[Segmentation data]

———

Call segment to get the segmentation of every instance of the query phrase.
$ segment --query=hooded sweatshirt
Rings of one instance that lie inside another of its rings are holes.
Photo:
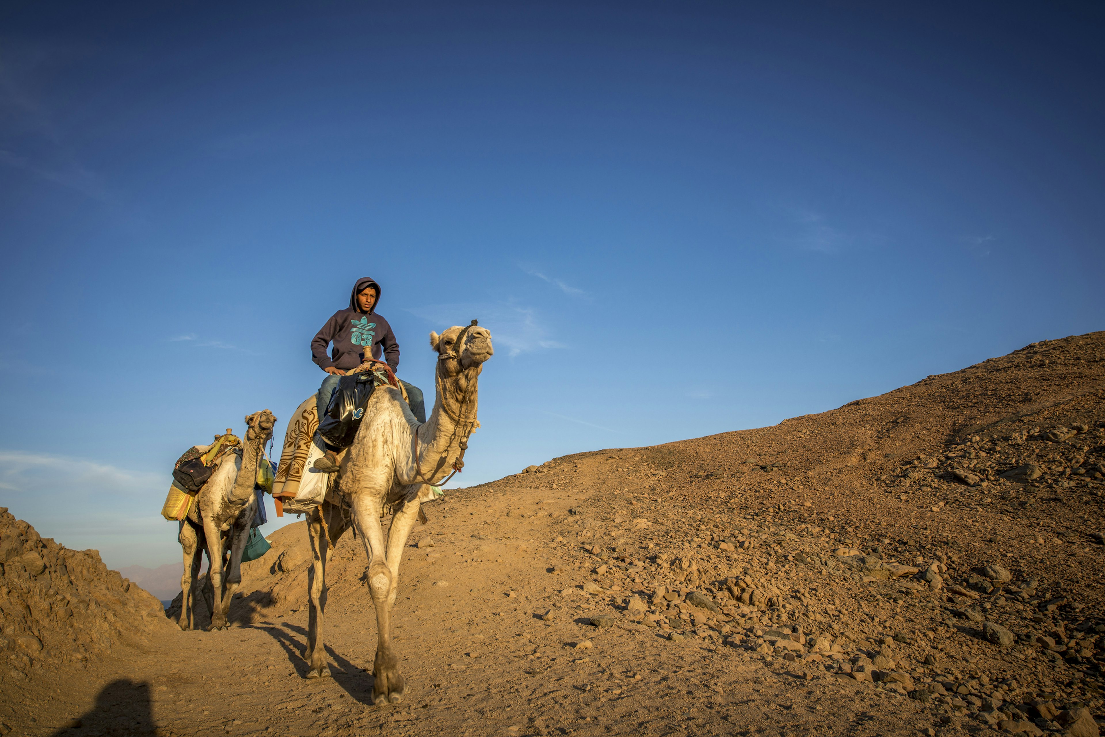
[[[357,294],[366,286],[376,287],[376,304],[364,313],[357,304]],[[387,356],[385,360],[392,371],[399,368],[396,334],[391,331],[388,320],[376,313],[380,296],[380,285],[376,280],[368,276],[357,280],[352,294],[349,295],[349,306],[334,313],[311,341],[312,360],[318,364],[318,368],[324,371],[330,366],[343,371],[356,368],[360,366],[361,351],[366,347],[372,348],[372,358],[377,360],[381,355]],[[326,347],[330,343],[334,344],[334,350],[327,356]]]

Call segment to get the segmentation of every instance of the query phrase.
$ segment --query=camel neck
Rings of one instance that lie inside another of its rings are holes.
[[[440,483],[452,473],[453,463],[461,455],[461,443],[466,442],[476,421],[476,391],[478,367],[455,376],[442,376],[439,367],[430,419],[418,428],[419,453],[415,462],[418,481]],[[449,409],[446,409],[449,408]]]
[[[253,497],[253,486],[257,477],[257,459],[261,456],[263,441],[248,440],[242,449],[242,467],[238,471],[234,485],[230,489],[229,499],[238,504],[246,504]]]

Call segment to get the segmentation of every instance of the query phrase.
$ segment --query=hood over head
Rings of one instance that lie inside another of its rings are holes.
[[[352,285],[352,293],[349,295],[349,306],[356,309],[357,312],[360,312],[360,305],[357,304],[357,295],[360,294],[365,289],[365,287],[368,286],[376,287],[376,304],[373,304],[372,308],[368,310],[368,314],[371,315],[372,313],[376,312],[376,308],[380,306],[380,297],[382,296],[382,292],[380,291],[380,285],[377,284],[376,280],[372,278],[371,276],[361,276],[360,278],[357,280],[357,283]]]

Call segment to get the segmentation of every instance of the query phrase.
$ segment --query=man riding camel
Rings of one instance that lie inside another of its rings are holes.
[[[366,348],[371,349],[376,360],[385,357],[392,373],[399,368],[399,343],[391,331],[388,320],[376,312],[380,302],[380,285],[368,276],[357,280],[349,295],[349,306],[339,309],[326,320],[311,341],[312,360],[318,368],[326,371],[326,378],[318,389],[318,419],[326,414],[330,397],[337,391],[338,381],[350,369],[361,365]],[[326,348],[333,344],[334,350],[326,354]],[[425,422],[425,404],[422,391],[400,379],[410,400],[411,413],[419,422]],[[327,445],[326,454],[315,461],[315,470],[324,473],[335,473],[338,470],[336,450]]]

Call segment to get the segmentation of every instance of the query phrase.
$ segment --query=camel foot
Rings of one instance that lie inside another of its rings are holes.
[[[376,655],[376,670],[372,673],[372,703],[377,706],[398,704],[407,693],[407,683],[399,674],[399,659],[394,655]]]
[[[330,677],[330,666],[324,665],[319,668],[312,668],[307,671],[308,678],[328,678]]]

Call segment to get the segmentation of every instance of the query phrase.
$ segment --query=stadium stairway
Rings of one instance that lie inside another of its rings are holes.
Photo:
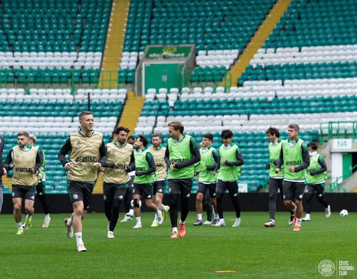
[[[248,44],[247,48],[243,51],[234,66],[232,67],[231,80],[236,80],[240,76],[254,54],[261,48],[265,40],[269,37],[291,2],[291,0],[279,0],[277,2]],[[227,78],[229,78],[228,74],[227,74]]]
[[[129,134],[132,135],[140,116],[145,97],[135,96],[133,92],[128,92],[127,96],[118,126],[127,127],[130,130]]]
[[[104,49],[102,70],[116,72],[119,69],[121,61],[125,33],[125,26],[127,20],[129,0],[113,0],[109,19],[109,26],[107,33],[106,45]],[[109,88],[112,86],[109,80],[116,80],[116,76],[110,76],[110,72],[101,71],[99,78],[99,86]],[[104,81],[102,84],[102,75]],[[115,85],[117,86],[117,84]]]

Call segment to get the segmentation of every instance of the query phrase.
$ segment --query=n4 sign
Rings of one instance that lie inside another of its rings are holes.
[[[352,148],[352,139],[334,139],[334,149],[350,149]]]

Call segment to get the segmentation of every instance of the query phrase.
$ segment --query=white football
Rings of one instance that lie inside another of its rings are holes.
[[[131,205],[131,207],[133,208],[134,208],[134,200],[131,200],[131,201],[130,203],[130,204]],[[140,208],[141,207],[141,201],[139,201],[139,207]]]
[[[346,217],[348,215],[348,211],[346,209],[342,209],[340,213],[340,215],[342,217]]]

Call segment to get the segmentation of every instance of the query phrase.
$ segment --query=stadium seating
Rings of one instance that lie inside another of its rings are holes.
[[[87,94],[94,129],[107,143],[121,114],[126,90],[79,89],[74,96],[69,89],[34,88],[29,91],[25,94],[23,89],[0,89],[0,126],[6,139],[4,159],[17,144],[17,133],[35,134],[46,154],[47,193],[66,193],[65,171],[57,154],[69,134],[80,128],[78,115],[88,109]]]
[[[357,3],[293,0],[238,80],[357,77]]]
[[[0,81],[67,82],[71,69],[75,82],[97,80],[111,1],[2,3]]]
[[[5,116],[6,117],[6,116]],[[1,123],[0,119],[0,123]],[[54,122],[49,122],[52,126],[54,126]],[[59,122],[56,122],[57,125]],[[1,123],[2,124],[2,123]],[[95,124],[95,128],[97,124]],[[62,124],[61,124],[61,125]],[[112,129],[113,126],[111,127]],[[47,179],[46,182],[46,191],[47,194],[65,194],[67,193],[67,178],[66,176],[66,171],[62,166],[58,160],[57,155],[58,151],[61,149],[63,144],[68,137],[69,133],[75,131],[77,127],[68,127],[66,128],[65,132],[60,133],[35,133],[37,137],[36,144],[41,146],[45,153],[46,159],[45,170],[47,175]],[[19,130],[17,130],[16,132]],[[32,132],[29,129],[26,130]],[[17,144],[17,133],[3,133],[2,135],[5,139],[5,145],[4,146],[4,156],[6,158],[7,156],[10,149]],[[103,140],[105,143],[109,142],[110,140],[111,133],[103,134]],[[4,158],[5,159],[5,158]],[[12,175],[12,171],[9,172],[10,175]],[[11,191],[4,189],[4,194],[11,194]]]
[[[330,89],[325,95],[325,91],[319,91],[322,89],[315,88],[317,86],[311,81],[287,81],[284,85],[281,80],[246,81],[243,86],[232,86],[228,93],[225,93],[223,87],[215,90],[210,87],[185,88],[181,94],[176,88],[160,88],[157,92],[149,89],[134,132],[148,136],[152,133],[160,133],[166,142],[167,124],[174,120],[180,121],[185,127],[185,133],[195,136],[198,142],[202,134],[212,133],[213,146],[218,148],[221,144],[220,132],[231,129],[234,133],[233,141],[242,148],[243,155],[247,154],[242,183],[248,184],[250,190],[256,190],[268,177],[264,168],[268,156],[265,131],[270,126],[277,128],[281,137],[286,138],[287,123],[298,123],[300,137],[309,143],[317,140],[320,132],[326,132],[327,123],[331,119],[357,120],[355,95],[346,90],[342,92],[337,86],[336,93],[331,91],[332,84],[327,83]],[[337,85],[337,81],[335,81]],[[353,81],[350,80],[351,84]],[[301,90],[294,87],[297,93],[291,93],[291,86],[297,85]],[[308,89],[312,85],[312,87]],[[308,90],[314,90],[313,96],[308,98],[306,94],[299,94]],[[347,125],[345,128],[351,127]],[[258,146],[262,147],[257,148]],[[253,151],[252,149],[256,149]],[[255,160],[250,158],[253,154]],[[257,158],[261,159],[259,167],[255,169]]]
[[[149,44],[194,44],[200,68],[195,70],[192,81],[206,77],[208,81],[215,76],[217,80],[221,79],[226,73],[223,69],[229,69],[274,2],[132,0],[119,78],[132,80],[136,61],[135,57],[127,58],[130,52],[139,53],[140,58]],[[178,20],[174,22],[173,18]]]

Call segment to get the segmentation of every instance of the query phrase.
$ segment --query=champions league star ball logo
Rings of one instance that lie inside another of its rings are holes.
[[[324,260],[318,265],[318,272],[323,276],[330,276],[335,272],[335,264],[331,261]]]

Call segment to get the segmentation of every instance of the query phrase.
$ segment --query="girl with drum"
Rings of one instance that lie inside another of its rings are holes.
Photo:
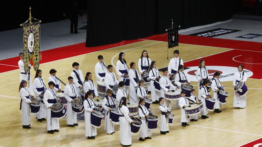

———

Count the lines in the segmentation data above that contain the string "stadium", and reply with the number alone.

→ **IN RESPONSE**
2